▶ _Extrait à lire_:
──────
Les états-majors français et allemands vont devoir « harmoniser » leurs attentes sur le futur char de combat

Lancé en 2017 dans le cadre d’une coopération franco-allemande, le programme MGCS [Main Ground Combat System / Système principal de combat terrestre], qui vise à développer un « système de systèmes » reposant sur un nouveau char lourd, n’aurait pas dû poser de problème particulier en raison du rapprochement de Nexter et de Krauss-Maffei Wegmann au sein de KNDS. Seulement, il en est allé autrement… puisque l’Allemagne, qui dirige ce projet, a imposé un troisième acteur, à savoir Rheinmetall…

Ainsi, en 2020, l’étude d’architecture, appelée « SADS Part 1 », a été notifiée aux industriels concernés. Seulement, elle a depuis été régulièrement prolongée, faute d’accord sur les choix technologiques et, sutout, sur le partage des tâches, lequel doit être équitable. L’un des points de blocage porte sur l’armement que devra avoir le futur char de combat franco-allemand : Nexter plaide en faveur de son système ASCALON tandis que Rheinemetall insiste pour imposer son canon de 130 mm.

Dans ce contexte, des doutes sur ce programme ont fini par apparaître, en particulier de l’autre côté du Rhin. « Depuis l’attaque de la Russie contre l’Ukraine, beaucoup de pays européens ont commandé des Leopard 2 à Krauss-Maffei Wegmann pour leurs forces armées, au point qu’il n’y a peut-être plus de place pour le MGCS pour le moment », a ainsi récemment estimé Susanne Wiegand, la PDG du groupe Renk, qui fabrique des boîtes de transmissions pour les véhicules blindés.

De son côté, Rheinmetall a dévoilé le KF-51 Panther, un nouveau char censé répondre à la demande suscitée par la guerre en Ukraine [mais sans succès pour le moment]. Et même KNDS s’y est mis en faisant la promotion de l’EMBT [Enhanced Main Battle Tank].

En France, lors de l’examen de la Loi de programmation militaire [LPM] 2024-30, le Sénat a plaidé pour lancer des études sur un char Leclerc Mk3… Mais cette idée a vite été remisée au placard lors des débats en séance. Cependant, dans le même temps, le Bundestag [chambre basse du Parlement allemand] a approuvé un accord-cadre portant sur le production potentielle de 123 Leopard 2A8, ultime version du char produit par Krauss-Maffei Wegmann [en coopération avec Rheinmetall, ndlr].

Quoi qu’il en soit, le ministre français des Armées, Sébastien Lecornu, a fait part de ses inquiétudes sur le retard pris par le MGCS. Et d’indiquer, dans les pages du quotidien Les Echos, fin mars, qu’il recontrerait son homologue allemand pour tenter de débloquer ce dossier, en expliquant vouloir faire passer le « besoin militaire » avant les considérations des industriels et insistant sur le rôle central de KNDS.
──────
▶ _Tâches à réaliser_:
- a) Dressez la liste de toutes les entreprises industrielles nommées dans l'article sur le programme MGCS.
- b) Recopiez à l'identique le passage des entrées allant de la ligne qui contient « woman's face in this photo on that basis. » jusqu'à la fin des entrées, les deux bornes comprises.

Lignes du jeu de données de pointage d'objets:
──────
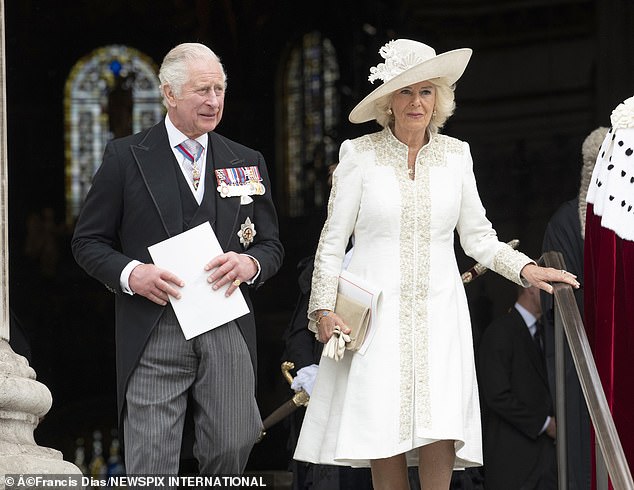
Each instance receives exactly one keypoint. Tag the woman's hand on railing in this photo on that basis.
(541, 277)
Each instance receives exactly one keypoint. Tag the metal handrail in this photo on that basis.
(567, 316)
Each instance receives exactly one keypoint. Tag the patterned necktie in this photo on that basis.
(538, 337)
(192, 150)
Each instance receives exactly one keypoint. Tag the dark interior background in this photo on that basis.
(543, 75)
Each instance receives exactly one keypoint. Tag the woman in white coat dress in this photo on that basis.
(411, 397)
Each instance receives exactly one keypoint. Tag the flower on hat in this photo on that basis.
(623, 115)
(396, 62)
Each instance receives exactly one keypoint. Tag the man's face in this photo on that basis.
(198, 108)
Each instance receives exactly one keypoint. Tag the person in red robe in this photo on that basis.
(609, 270)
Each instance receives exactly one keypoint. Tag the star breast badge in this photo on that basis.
(246, 233)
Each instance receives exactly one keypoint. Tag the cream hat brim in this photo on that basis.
(450, 66)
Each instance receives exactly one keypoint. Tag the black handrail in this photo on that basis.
(567, 316)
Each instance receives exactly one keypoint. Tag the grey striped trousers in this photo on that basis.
(216, 367)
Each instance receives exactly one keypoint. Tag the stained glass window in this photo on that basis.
(310, 115)
(111, 92)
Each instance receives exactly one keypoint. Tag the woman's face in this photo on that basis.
(412, 107)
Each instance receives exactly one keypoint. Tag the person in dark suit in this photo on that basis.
(565, 233)
(154, 185)
(518, 427)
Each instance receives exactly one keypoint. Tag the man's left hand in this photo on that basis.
(232, 269)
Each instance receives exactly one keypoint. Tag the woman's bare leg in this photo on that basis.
(435, 465)
(390, 473)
──────
▶ _Réponses dans l'ordre_:
- a) Nexter, Krauss-Maffei Wegmann, KNDS, Rheinmetall, Renk

- b)
Each instance receives exactly one keypoint. Tag the woman's face in this photo on that basis.
(412, 107)
Each instance receives exactly one keypoint. Tag the person in dark suit in this photo on that basis.
(565, 233)
(154, 185)
(518, 427)
Each instance receives exactly one keypoint. Tag the man's left hand in this photo on that basis.
(232, 269)
Each instance receives exactly one keypoint. Tag the woman's bare leg in this photo on that basis.
(435, 465)
(390, 473)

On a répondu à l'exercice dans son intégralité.